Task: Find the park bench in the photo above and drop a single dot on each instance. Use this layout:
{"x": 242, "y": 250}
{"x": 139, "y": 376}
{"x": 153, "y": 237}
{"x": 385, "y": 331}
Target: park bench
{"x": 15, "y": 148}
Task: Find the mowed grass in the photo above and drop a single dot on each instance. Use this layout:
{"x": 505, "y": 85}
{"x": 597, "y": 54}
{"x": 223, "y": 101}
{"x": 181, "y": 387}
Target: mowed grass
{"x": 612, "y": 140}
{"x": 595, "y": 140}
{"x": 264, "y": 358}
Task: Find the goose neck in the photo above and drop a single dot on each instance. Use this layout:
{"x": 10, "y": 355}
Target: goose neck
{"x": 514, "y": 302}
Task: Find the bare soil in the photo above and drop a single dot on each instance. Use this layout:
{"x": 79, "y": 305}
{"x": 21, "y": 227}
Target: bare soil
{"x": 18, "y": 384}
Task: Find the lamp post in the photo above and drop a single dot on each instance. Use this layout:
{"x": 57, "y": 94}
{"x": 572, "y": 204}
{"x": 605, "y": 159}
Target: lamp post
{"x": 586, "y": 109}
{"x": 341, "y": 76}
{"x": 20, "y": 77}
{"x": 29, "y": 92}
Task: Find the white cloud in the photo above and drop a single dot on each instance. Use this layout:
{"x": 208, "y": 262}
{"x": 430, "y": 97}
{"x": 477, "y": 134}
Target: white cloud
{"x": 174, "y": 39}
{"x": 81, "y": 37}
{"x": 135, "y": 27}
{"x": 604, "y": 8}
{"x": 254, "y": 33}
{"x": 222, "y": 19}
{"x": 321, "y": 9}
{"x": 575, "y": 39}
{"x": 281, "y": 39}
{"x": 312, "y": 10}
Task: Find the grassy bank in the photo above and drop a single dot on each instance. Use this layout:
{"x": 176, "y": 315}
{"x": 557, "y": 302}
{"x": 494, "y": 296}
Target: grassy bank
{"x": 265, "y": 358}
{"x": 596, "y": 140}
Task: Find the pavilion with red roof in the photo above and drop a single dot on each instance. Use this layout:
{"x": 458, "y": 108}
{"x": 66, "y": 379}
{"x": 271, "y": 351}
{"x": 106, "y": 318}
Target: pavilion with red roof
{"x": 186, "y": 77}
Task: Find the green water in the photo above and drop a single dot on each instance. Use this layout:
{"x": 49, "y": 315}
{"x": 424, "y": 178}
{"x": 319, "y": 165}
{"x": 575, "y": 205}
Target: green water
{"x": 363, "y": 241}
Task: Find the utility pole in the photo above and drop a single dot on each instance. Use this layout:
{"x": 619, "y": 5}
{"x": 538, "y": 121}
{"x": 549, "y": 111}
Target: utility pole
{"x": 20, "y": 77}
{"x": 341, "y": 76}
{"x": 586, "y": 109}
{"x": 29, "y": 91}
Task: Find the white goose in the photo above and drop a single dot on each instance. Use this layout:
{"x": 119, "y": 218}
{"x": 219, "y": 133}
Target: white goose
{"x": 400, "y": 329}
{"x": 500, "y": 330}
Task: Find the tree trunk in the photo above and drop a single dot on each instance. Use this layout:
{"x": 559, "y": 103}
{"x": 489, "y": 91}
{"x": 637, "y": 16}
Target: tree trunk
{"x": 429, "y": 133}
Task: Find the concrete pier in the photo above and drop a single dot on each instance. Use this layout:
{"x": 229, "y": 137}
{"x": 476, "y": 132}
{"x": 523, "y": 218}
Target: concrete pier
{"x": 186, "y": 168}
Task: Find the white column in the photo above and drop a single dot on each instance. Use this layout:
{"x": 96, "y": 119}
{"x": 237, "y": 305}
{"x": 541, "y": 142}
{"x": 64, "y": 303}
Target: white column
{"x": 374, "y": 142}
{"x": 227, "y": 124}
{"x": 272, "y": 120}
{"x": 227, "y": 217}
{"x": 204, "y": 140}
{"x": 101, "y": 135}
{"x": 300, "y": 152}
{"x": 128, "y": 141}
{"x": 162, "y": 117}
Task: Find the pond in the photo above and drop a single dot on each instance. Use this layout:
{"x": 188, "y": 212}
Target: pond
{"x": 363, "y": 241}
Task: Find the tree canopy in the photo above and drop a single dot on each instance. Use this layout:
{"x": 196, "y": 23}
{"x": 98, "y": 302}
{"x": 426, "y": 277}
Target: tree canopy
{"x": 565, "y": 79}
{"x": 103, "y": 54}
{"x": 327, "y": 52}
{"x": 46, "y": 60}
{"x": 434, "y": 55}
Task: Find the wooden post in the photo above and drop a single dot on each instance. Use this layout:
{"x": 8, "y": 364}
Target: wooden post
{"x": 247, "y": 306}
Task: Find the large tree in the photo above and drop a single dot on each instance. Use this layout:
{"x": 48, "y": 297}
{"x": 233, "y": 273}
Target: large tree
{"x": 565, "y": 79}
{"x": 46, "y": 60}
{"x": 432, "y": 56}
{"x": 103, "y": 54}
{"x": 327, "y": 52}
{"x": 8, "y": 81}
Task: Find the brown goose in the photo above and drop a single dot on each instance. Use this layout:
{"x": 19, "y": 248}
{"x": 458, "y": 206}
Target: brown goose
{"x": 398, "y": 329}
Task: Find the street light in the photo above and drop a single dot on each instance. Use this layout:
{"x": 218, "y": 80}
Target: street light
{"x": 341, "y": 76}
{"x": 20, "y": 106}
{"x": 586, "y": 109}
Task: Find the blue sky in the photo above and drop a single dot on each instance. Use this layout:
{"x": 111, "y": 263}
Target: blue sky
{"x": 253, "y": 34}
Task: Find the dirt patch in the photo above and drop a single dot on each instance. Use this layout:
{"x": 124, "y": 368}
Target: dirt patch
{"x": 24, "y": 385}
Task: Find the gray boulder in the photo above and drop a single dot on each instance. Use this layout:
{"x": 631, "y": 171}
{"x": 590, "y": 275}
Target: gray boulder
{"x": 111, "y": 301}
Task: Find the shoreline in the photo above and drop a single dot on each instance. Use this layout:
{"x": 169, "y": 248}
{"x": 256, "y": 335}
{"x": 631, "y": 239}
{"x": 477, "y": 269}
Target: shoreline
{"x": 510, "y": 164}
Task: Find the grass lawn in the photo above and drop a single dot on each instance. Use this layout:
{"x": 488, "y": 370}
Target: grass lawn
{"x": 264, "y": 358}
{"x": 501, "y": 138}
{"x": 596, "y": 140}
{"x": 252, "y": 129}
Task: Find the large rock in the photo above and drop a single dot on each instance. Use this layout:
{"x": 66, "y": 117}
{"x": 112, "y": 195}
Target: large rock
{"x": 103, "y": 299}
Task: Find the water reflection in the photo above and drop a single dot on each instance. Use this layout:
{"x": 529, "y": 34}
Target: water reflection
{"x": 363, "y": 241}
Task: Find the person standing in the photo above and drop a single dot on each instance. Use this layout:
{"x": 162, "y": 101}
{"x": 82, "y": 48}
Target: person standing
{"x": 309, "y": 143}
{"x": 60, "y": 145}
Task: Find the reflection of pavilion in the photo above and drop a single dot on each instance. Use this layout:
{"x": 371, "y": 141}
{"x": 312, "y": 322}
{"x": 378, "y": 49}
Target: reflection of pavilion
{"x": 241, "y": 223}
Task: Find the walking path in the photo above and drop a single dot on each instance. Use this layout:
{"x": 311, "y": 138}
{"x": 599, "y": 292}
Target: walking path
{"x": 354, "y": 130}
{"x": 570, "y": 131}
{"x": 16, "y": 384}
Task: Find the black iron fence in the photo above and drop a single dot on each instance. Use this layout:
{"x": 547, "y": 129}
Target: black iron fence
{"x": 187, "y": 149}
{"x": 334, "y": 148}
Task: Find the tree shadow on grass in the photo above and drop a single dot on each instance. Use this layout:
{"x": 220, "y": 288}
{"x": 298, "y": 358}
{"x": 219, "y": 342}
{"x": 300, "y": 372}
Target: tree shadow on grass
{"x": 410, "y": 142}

________________________

**Work required**
Rewrite every line in the part of the data that opens with the line containing "Task: Find the walking" and closes at the end of the data. Multiply each x and y coordinate in the answers by 1.75 and round to whole numbers, halves up, but leave the coordinates under "Use this layout" unchanged.

**Result of the exercise**
Task: Find the walking path in the photo above and drop a single dot on each instance. Use this layout:
{"x": 311, "y": 138}
{"x": 599, "y": 292}
Target: walking path
{"x": 620, "y": 228}
{"x": 998, "y": 229}
{"x": 28, "y": 672}
Task: Find the black iron fence in the photo above and drop a single dot on each instance. Use this layout:
{"x": 547, "y": 129}
Target: black iron fence
{"x": 327, "y": 261}
{"x": 585, "y": 259}
Task: Find the tree shadow on grass in the photo above and drop a single dot on each instance. Use this layout:
{"x": 220, "y": 288}
{"x": 298, "y": 358}
{"x": 219, "y": 342}
{"x": 300, "y": 372}
Target: tree shadow on grass
{"x": 718, "y": 249}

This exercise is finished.